• Task to complete:
Give only the number of lines in these records that include "instance".

Segmentation mask data:
-.-.-
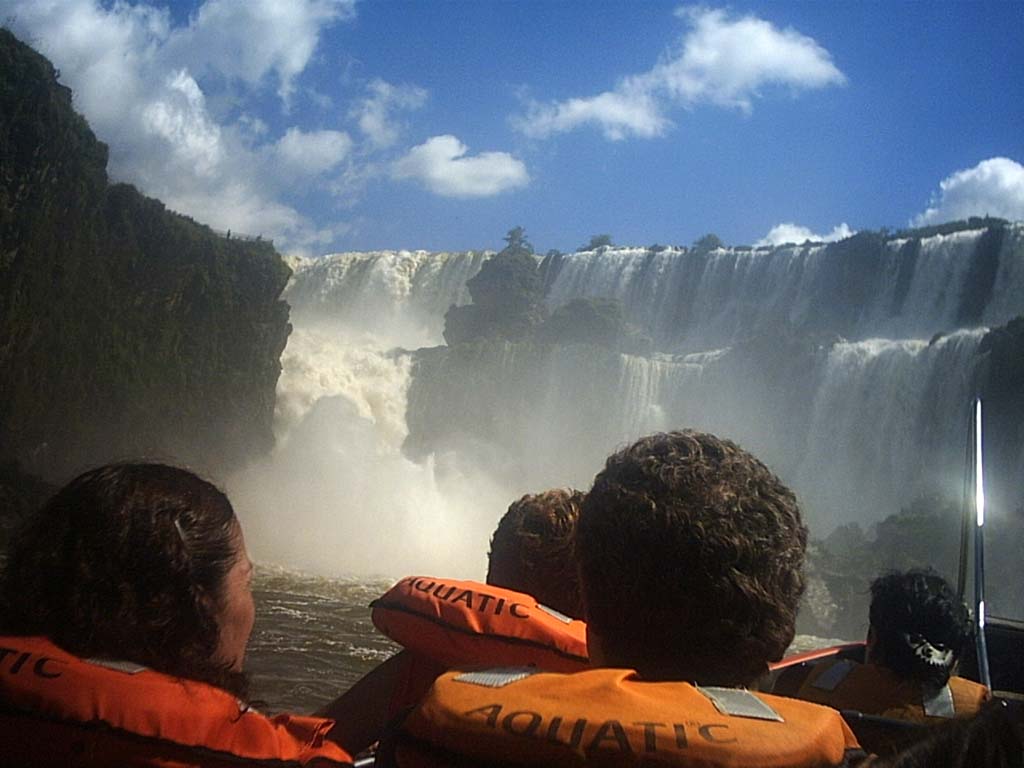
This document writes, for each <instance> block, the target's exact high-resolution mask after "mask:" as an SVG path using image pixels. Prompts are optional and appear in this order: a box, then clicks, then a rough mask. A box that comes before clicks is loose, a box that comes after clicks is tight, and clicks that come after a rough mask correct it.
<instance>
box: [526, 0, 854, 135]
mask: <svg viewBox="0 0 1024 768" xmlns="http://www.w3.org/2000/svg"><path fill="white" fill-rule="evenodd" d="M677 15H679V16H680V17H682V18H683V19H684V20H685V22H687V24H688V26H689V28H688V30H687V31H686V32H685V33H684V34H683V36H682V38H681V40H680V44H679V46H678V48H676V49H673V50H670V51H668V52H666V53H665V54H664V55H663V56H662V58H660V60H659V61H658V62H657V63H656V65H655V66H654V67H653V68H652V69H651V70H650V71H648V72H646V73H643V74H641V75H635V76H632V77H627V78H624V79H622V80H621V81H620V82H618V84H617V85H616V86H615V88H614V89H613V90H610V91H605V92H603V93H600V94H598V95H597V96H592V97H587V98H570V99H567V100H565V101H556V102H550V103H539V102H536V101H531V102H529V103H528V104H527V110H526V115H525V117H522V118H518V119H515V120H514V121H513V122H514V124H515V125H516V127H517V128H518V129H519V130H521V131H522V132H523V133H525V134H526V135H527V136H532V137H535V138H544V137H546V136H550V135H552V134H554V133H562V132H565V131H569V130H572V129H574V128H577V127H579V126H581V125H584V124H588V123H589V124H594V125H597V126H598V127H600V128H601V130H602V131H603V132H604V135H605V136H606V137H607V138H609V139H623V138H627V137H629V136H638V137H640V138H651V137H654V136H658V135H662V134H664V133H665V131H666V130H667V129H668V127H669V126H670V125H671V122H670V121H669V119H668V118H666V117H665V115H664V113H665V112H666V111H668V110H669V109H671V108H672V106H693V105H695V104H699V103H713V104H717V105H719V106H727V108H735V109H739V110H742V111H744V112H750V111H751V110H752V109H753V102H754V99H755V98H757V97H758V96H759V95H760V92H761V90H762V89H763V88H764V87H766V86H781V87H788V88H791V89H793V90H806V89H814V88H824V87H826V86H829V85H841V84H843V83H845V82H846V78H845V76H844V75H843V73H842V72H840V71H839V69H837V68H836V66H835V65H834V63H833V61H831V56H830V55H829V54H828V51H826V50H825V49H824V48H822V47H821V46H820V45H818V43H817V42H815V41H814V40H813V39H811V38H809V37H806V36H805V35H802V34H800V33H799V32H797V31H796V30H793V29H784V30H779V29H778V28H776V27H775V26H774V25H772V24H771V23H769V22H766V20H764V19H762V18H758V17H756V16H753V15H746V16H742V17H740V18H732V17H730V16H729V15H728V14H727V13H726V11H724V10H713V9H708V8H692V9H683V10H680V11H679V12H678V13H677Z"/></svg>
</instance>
-.-.-
• Response to the exercise:
3